#### Excerto do artigo:
Anda maldição no ar. Só isso explica que a cada decisão judicial corresponda uma polémica nacional. Será por estarmos na época de defeso do futebol? Será que faltam incêndios para lamentar? Será este espírito lusitano de tudo discutir com paixão?

Não parece o caso. O problema está mesmo na Justiça. Certamente não nas leis que todos dizem ser boas e em número mais do que suficiente. Talvez também não nos polícias, advogados e magistrados, que tanta gente diz terem excelente preparação. Mas se assim é, então porque sentimos que impera a arbitrariedade? Há seguramente uma razão.

Só pode ser a arrogância da Justiça, que essa obviamente não falta. E que, de resto, deita por terra todo o prestígio que as restantes qualidades dos atores do teatro judicial possam ter.

Recuemos uns anos. Ao tempo em que os médicos falavam e os doentes não percebiam o que eles diziam. Valiam os enfermeiros e os farmacêuticos para descodificar. Até que os médicos perceberam que não podiam exercer bem a sua profissão se não se fizessem entender, se o doente não percebesse de que sofria, a importância da maleita, a necessidade de tratamento. Acabaram por se dessacralizar e ficaram saudavelmente mais humildes, passaram a falar de forma que fossem entendidos. Aceitaram, na sua maioria, explicar-se, e, quando assim não é, os doentes já protestam.

Não é assim na Justiça. Vai um juiz e recusa mandar para casa um preso preventivo (José Sócrates, obviamente) porque não quer usar pulseira eletrónica; noutra ocasião, manda para casa, mas com dispositivo de sinalização, um outro arguido (Armando Vara) que já deu inúmeras provas de que não é propriamente um fugitivo (sempre compareceu no Face Oculta e já tem uma condenação pesada, cinco anos de prisão); para completar o leque, agarra outro arguido que já estava em liberdade caucionada e, apesar de a acusação não o ter requerido, decreta-lhe obrigação de permanência na habitação, mas dispensa-o da pulseira (Ricardo Salgado). Põe-lhe polícia à porta. As decisões (proferidas após longos interrogatórios feitos à sexta-feira) são sempre sustentadas com receios similares e, nota curiosa, o juiz nestes casos foi sempre o mesmo (Carlos Alexandre).

#### Dados fornecidos:

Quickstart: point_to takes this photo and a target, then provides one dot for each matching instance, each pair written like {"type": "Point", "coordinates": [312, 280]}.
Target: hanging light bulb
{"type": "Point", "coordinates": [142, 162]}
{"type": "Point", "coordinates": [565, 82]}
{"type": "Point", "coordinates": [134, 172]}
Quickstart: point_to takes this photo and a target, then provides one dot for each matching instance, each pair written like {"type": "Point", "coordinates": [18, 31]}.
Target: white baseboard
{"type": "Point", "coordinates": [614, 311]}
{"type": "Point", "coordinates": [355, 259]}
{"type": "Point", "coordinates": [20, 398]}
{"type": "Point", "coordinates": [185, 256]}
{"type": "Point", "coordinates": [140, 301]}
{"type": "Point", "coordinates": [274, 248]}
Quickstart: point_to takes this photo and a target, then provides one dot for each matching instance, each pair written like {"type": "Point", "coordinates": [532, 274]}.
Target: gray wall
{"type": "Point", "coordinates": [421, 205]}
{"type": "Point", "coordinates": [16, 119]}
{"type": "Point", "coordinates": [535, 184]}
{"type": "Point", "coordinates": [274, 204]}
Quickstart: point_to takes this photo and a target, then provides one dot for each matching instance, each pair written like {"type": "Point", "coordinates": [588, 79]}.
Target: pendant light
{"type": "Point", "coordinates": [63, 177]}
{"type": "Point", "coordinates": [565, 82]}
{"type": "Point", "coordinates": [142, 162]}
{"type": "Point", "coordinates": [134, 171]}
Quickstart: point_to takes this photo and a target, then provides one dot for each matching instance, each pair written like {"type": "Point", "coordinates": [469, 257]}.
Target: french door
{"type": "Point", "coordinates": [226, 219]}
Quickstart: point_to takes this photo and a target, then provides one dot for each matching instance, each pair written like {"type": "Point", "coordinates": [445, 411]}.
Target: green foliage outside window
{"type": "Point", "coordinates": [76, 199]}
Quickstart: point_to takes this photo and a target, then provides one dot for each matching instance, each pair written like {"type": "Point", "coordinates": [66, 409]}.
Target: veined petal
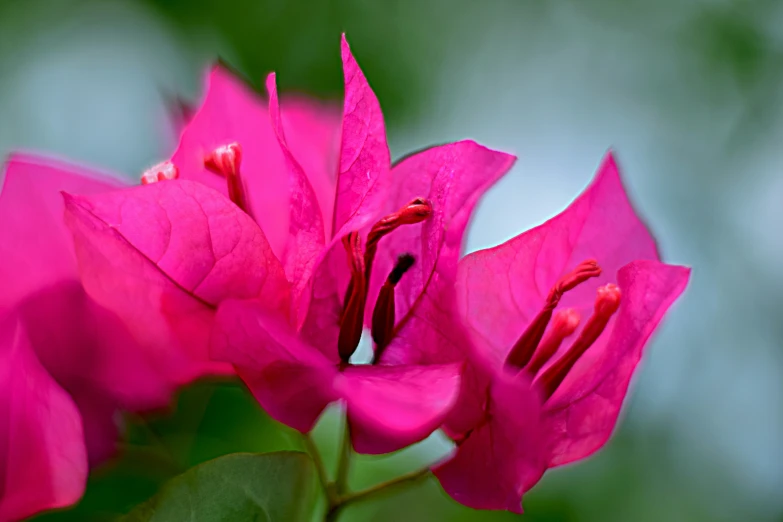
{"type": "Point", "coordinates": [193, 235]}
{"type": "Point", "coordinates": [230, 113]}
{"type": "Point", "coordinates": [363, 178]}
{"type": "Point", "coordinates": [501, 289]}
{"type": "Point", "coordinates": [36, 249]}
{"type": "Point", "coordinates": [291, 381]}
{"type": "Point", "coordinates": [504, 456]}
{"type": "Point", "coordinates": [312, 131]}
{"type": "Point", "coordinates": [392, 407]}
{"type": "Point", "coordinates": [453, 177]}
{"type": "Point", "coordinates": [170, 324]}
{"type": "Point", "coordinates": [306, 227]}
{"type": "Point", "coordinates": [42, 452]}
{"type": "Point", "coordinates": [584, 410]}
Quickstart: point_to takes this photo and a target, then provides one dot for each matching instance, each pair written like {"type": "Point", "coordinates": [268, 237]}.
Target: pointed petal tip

#### Objetivo do exercício:
Dá continuidade ao artigo de opinião sobre a arrogância da Justiça, a partir do ponto em que termina. Os dados provêm de uma fonte distinta da do artigo.

#### Resposta ao exercício:
Ora sendo um magistrado experiente, o que o leva a ter tão diferentes opções? Como entender? Como ver tudo isto e não esboçar um sorriso de complacência? Haverá certamente razões. Mas então alguém que as explique. Não se escondam no segredo de Justiça para fugirem a justificar-se. Revelem, pelo menos, o que disseram aos advogados do arguido matéria que, obviamente, deixou de ser do exclusivo conhecimento das autoridades.

Quem está sob fogo cerrado há mais de um ano, mas de movimentos livres, se quisesse perturbar o processo, destruir provas ou construir conivências, não o teria feito já? Após oito meses de prisão, se o antigo primeiro-ministro voltar à liberdade pode prejudicar quem e como? 

Alguém acredita que José Sócrates, Armando Vara ou Ricardo Salgado, se o quisessem, não teriam já conspirado o suficiente para fazer desaparecer o que eventualmente poderiam querer que se esfumasse? E não teriam encontrado quem o fizesse por eles, se lho pedissem? E que eficácia tem estarem proibidos de falar com algumas pessoas, estejam presos em casa ou em cadeias, se ninguém está impedido de fazer de pombo correio? Estas devem ser todas perguntas muito estúpidas e sem cabimento. Ou já teria havido alguém interessado, esclarecido e perspicaz que mudasse as regras de comunicação da nossa Justiça por forma a torná-la clarinha, clarinha, para todos entendermos e pormos de lado o receio de que impera (ou pode imperar) a arbitrariedade. E o risível.